## Exercise prompt
Please rewrite the rows between the lines holding "Indicate the hill in" and "[(687, 148)]", inclusive, substituting "marker" for each "keypoint" and changing nothing else. Return only those lines.

** begin Dataset records **

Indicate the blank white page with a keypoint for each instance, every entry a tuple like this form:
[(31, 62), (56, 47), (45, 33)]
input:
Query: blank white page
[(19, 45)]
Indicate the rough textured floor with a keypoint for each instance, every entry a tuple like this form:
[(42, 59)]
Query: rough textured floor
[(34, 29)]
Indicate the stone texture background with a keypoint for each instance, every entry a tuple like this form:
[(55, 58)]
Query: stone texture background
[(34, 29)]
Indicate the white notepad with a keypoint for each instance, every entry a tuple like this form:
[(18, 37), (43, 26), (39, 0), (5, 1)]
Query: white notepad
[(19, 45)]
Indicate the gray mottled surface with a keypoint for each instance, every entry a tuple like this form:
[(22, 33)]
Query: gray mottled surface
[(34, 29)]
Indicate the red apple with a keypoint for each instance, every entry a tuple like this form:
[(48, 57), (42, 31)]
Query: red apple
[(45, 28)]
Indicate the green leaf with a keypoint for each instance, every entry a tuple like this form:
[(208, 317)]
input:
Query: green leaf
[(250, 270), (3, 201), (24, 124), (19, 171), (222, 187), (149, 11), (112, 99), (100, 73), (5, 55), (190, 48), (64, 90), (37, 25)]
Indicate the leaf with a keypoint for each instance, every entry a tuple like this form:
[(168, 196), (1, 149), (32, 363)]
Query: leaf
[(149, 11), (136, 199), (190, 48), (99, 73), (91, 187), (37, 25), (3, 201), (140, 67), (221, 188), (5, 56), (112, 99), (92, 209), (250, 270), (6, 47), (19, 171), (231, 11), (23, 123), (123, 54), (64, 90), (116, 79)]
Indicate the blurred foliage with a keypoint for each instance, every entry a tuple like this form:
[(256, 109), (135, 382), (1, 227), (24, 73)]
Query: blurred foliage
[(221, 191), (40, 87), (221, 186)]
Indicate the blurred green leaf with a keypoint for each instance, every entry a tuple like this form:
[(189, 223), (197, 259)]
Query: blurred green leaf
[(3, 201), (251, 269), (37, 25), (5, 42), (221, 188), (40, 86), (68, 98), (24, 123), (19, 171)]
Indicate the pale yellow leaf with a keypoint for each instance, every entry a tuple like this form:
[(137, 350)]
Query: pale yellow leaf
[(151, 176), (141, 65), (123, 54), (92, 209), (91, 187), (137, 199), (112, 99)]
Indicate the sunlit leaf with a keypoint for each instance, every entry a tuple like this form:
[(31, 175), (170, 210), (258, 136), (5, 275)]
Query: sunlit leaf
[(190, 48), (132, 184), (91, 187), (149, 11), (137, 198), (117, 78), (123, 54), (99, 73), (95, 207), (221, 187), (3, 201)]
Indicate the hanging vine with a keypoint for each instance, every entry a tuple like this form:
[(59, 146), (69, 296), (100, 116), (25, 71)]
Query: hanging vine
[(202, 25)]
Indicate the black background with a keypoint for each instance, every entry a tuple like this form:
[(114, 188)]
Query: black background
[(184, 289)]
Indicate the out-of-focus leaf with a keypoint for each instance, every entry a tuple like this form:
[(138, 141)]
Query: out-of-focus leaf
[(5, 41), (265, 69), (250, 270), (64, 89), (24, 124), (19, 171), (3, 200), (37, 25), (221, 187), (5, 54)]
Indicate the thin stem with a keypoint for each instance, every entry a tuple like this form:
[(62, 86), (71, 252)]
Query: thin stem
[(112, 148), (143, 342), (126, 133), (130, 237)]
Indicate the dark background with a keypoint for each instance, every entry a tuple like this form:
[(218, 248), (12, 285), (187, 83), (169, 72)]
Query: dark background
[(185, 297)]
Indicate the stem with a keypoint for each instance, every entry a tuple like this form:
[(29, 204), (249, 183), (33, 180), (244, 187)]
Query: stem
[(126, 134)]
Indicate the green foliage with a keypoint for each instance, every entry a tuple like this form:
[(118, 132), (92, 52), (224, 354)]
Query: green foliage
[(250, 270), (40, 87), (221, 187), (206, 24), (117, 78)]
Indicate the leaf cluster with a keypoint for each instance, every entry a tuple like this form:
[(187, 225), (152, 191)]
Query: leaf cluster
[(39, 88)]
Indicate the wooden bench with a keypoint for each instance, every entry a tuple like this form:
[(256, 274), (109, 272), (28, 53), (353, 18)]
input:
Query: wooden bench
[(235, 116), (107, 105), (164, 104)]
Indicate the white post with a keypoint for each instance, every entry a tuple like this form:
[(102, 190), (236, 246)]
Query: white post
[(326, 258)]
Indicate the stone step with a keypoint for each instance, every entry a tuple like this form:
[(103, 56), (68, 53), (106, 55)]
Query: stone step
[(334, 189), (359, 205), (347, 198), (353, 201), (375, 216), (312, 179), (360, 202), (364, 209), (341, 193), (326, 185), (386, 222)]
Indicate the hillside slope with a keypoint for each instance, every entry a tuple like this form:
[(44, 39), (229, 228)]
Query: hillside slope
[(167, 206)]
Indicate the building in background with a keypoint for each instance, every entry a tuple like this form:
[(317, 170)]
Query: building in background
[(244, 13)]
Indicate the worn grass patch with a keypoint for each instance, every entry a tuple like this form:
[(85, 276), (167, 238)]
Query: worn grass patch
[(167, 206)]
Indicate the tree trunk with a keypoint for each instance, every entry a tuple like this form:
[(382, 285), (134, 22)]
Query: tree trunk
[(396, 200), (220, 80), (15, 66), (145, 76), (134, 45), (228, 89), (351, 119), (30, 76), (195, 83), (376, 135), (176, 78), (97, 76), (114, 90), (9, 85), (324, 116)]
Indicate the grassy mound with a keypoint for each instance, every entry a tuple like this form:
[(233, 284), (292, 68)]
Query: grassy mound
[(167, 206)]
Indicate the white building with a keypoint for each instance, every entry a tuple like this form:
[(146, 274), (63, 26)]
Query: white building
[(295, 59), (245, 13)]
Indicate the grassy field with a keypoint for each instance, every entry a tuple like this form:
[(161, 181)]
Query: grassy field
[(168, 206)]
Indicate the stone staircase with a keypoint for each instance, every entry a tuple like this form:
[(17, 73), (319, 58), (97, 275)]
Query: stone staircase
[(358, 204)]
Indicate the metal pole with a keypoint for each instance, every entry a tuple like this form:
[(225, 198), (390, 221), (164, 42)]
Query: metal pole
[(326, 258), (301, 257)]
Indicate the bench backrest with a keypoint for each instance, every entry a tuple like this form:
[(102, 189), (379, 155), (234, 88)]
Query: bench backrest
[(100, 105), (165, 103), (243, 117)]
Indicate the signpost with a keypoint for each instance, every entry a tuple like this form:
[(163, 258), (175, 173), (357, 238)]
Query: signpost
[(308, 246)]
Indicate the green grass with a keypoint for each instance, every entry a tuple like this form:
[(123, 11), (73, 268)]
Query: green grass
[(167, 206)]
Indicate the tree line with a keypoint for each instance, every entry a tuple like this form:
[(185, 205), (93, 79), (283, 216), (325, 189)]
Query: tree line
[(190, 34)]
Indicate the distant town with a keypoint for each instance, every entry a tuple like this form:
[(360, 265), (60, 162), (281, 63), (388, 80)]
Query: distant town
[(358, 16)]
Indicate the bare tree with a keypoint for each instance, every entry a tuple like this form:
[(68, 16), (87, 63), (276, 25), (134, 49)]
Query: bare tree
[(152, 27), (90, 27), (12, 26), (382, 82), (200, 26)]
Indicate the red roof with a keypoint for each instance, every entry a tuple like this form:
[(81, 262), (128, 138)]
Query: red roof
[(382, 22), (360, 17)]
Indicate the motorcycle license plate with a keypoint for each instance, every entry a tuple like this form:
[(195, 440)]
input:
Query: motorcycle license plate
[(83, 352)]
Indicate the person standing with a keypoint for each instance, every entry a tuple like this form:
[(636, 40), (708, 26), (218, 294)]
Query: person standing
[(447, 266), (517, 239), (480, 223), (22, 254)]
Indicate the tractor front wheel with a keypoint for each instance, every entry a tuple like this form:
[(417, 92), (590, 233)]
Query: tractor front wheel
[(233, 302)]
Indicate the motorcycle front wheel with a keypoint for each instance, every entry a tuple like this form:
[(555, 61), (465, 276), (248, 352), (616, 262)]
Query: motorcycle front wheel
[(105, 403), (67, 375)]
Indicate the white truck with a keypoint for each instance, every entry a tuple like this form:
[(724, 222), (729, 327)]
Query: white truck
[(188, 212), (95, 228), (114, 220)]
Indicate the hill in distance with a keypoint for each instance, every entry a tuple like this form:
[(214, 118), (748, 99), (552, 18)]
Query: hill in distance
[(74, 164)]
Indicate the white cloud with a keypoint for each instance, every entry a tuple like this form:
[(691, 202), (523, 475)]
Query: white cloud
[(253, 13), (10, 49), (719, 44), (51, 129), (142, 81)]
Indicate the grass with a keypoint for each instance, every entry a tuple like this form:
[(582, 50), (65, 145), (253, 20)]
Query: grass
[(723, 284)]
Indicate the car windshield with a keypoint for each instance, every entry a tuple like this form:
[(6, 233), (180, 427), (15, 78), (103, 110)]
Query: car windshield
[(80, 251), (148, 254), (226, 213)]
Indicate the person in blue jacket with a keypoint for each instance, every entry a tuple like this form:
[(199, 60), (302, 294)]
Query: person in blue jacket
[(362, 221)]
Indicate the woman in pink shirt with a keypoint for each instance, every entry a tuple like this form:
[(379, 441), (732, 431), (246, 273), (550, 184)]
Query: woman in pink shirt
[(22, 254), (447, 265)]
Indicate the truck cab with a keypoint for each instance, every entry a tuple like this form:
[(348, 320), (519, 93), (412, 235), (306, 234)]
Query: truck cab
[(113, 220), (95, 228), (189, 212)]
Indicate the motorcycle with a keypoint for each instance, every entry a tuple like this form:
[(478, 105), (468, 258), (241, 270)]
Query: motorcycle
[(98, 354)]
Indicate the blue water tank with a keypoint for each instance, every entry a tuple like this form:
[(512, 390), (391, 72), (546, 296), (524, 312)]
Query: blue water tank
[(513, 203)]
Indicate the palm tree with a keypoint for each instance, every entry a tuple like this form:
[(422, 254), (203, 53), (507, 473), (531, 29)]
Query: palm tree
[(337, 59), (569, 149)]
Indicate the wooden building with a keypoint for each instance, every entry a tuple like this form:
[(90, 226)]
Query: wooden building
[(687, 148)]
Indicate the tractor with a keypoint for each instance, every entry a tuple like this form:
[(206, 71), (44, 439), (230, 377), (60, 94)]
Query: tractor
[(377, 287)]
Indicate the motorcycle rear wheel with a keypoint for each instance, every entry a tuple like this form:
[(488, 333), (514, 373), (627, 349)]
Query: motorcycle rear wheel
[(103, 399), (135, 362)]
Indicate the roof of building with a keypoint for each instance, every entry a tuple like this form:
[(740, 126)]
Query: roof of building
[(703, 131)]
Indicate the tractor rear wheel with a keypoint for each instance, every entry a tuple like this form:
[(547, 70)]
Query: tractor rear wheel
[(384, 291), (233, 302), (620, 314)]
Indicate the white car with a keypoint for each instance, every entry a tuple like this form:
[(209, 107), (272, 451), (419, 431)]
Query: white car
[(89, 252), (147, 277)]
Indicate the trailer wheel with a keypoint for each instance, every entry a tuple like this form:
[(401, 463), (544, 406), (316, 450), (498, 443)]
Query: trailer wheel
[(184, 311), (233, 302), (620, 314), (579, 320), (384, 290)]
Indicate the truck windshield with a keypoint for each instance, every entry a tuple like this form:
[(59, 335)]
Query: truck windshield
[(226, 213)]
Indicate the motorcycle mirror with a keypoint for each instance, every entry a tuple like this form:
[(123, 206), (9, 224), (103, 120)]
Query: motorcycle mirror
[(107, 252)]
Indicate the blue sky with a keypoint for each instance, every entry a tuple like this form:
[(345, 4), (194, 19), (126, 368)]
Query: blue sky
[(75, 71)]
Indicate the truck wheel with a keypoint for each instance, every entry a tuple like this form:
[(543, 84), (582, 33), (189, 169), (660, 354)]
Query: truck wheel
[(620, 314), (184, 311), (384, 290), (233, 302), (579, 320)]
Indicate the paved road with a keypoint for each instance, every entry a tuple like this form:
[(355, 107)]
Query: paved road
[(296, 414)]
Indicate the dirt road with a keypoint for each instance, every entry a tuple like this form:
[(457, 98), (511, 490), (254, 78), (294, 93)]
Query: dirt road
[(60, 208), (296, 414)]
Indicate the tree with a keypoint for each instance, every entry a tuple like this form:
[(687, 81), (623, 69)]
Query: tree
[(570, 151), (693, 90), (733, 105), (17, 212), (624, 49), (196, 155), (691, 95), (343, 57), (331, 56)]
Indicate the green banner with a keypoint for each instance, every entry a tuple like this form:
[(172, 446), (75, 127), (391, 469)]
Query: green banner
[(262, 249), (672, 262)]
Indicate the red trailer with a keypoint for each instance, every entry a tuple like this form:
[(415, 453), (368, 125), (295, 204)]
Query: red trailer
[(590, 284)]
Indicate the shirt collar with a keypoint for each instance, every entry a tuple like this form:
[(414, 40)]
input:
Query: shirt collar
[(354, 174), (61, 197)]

** end Dataset records **

## The response
Indicate the hill in distance with a marker for each instance, every entry a tuple like this form:
[(214, 118), (748, 99), (552, 18)]
Query: hill in distance
[(74, 164)]
Indicate the white cloud with a marker for each instance, every entry a tuple like this form:
[(691, 202), (523, 475)]
Query: white cloud
[(253, 13), (10, 49), (719, 44), (51, 129), (142, 81)]
Indicate the grass with a marker for each instance, every entry a tuple like this form:
[(582, 50), (65, 145), (253, 20)]
Query: grass
[(723, 284)]
Indicate the car windshield with a marker for each instance, every entry a tuple like this form:
[(6, 233), (180, 427), (15, 78), (103, 110)]
Query: car windshield
[(80, 251), (148, 254), (226, 213)]
Indicate the person in blue jacket with a marker for each instance, every entry a tuple like this form:
[(199, 60), (302, 294)]
Query: person in blue jacket
[(362, 221)]
Indicate the woman in pink shirt with a marker for each instance, every entry a tuple like this form:
[(379, 441), (732, 431), (246, 273), (550, 184)]
Query: woman in pink shirt
[(22, 254), (447, 265)]
Indicate the truck cab with a marker for each instance, every entry a tuple like this form:
[(348, 320), (519, 93), (412, 235), (306, 234)]
Query: truck cab
[(113, 220), (95, 228), (189, 212)]
Indicate the motorcycle with a marker for each instance, every entry a tuple like this form:
[(478, 105), (468, 258), (241, 270)]
Query: motorcycle
[(98, 354)]
Indicate the blue water tank with a marker for each instance, every entry a tuple like this form:
[(512, 390), (391, 72), (546, 296), (524, 312)]
Query: blue water tank
[(513, 203)]
Indicate the palm tree with a marker for each instance, every entry a tuple like this form:
[(422, 254), (203, 53), (507, 473), (531, 29)]
Query: palm tree
[(337, 59), (569, 149)]
Indicate the wooden building with a marker for each instance, every entry a tuple like this form:
[(90, 226)]
Query: wooden building
[(687, 148)]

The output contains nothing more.